__Work required__. In the text about the Kara single "French Kiss," write out the passage starting with "Kara Japanese singles" and going on through "entertaining music experience.". Copy it word for word.

__Text shown__.
- Regular Edition cover

Single by Kara

from the album Best Girls
- B-side: "Girlfriend"
- Released: November 27, 2013
- Genre: Dance-pop
- Length: 4:08
- Label: Universal Sigma
- Songwriter: Shirose
- Producers: Shirose; Heroism; Hikki;

Kara Japanese singles chronology
| "Thank You Summer Love" (2013) | "French Kiss" (2013) | "Mamma Mia" (2014) |

= French Kiss (Kara song) =

"French Kiss" (フレンチキス, Furenchi Kisu) is the tenth Japanese single by South Korean girl group Kara. It was released on November 27, 2013 with seven editions. It serves as the lead single for
their compilation album Best Girls, which was released on the same day. It was the last single to feature members Nicole Jung and Kang Jiyoung, after their departure from the group's Korean agency, DSP Media, on 2014, before their return for the group reunion in 2022.

The title track showcases KARA's vibrant vocals and energetic choreography, creating a lively and entertaining music experience.

__Available data__.
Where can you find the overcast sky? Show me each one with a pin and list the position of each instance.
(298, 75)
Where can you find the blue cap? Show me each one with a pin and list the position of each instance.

__Answer to the task__.
Kara Japanese singles chronology
| "Thank You Summer Love" (2013) | "French Kiss" (2013) | "Mamma Mia" (2014) |

= French Kiss (Kara song) =

"French Kiss" (フレンチキス, Furenchi Kisu) is the tenth Japanese single by South Korean girl group Kara. It was released on November 27, 2013 with seven editions. It serves as the lead single for
their compilation album Best Girls, which was released on the same day. It was the last single to feature members Nicole Jung and Kang Jiyoung, after their departure from the group's Korean agency, DSP Media, on 2014, before their return for the group reunion in 2022.

The title track showcases KARA's vibrant vocals and energetic choreography, creating a lively and entertaining music experience.